=== TEXTE FOURNI ===
Après nous avoir régalés autant qu’instruits sur Giorgione, Le Maître de Moulins et Hugo van der Goes, Yann Quero est parti à la recherche de Levina Teerlinck (1520-1576), femme peintre, fille de l’enlumineur Simon Bening (1483-1561). En fait, et l’auteur le déclare, cette artiste mérite non seulement notre attention quant à son talent mais, de plus, elle est totalement méconnue du grand public et même ignorée des spécialistes. D’origine flamande elle va faire toute sa carrière au service de la royauté britannique, d’Henry VIII à Elizabeth 1ère en passant bien sûr par Edward VI et Mary 1ère.
Cette biographie romancée est évidemment particulièrement informée, de nombreux graphiques, cartes et appendices permettant de ne pas se perdre au milieu des quelques 150 personnages historiques, plus ou moins célèbres, que va croiser la jeune peintre, ou du moins que ce livre évoque. Les événements politico-géographiques qui vont marquer l’Europe de l’arrivée à Londres de Levina Teerlinck, alors âgée de 25 ans, en 1545, à l’accession au pouvoir d’Elizabeth 1ère en 1558, sont ici parfaitement documentés et l’œuvre d ‘un universitaire rompu à des recherches de haute précision.

=== EXTRAIT DES DONNÉES ===
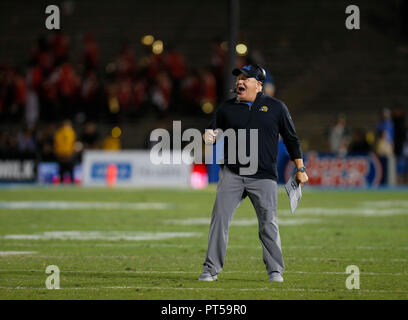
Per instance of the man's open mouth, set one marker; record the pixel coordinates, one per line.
(241, 89)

=== TRAVAIL À FAIRE ===
Indiquez si chacune des affirmations suivantes concorde avec le texte fourni, en répondant par oui ou par non et en citant fidèlement les mots du texte qui tranchent. (a) Levina Teerlinck est la fille de l'enlumineur Simon Bening. (b) Levina Teerlinck arrive à Londres à l'âge de 30 ans. (c) Levina Teerlinck fait toute sa carrière au service de la royauté française. Les lignes n'ont aucun lien avec le texte fourni.

=== CORRIGÉ ===
(a) Oui : « fille de l’enlumineur Simon Bening ».
(b) Non : « alors âgée de 25 ans, en 1545 ».
(c) Non : « elle va faire toute sa carrière au service de la royauté britannique ».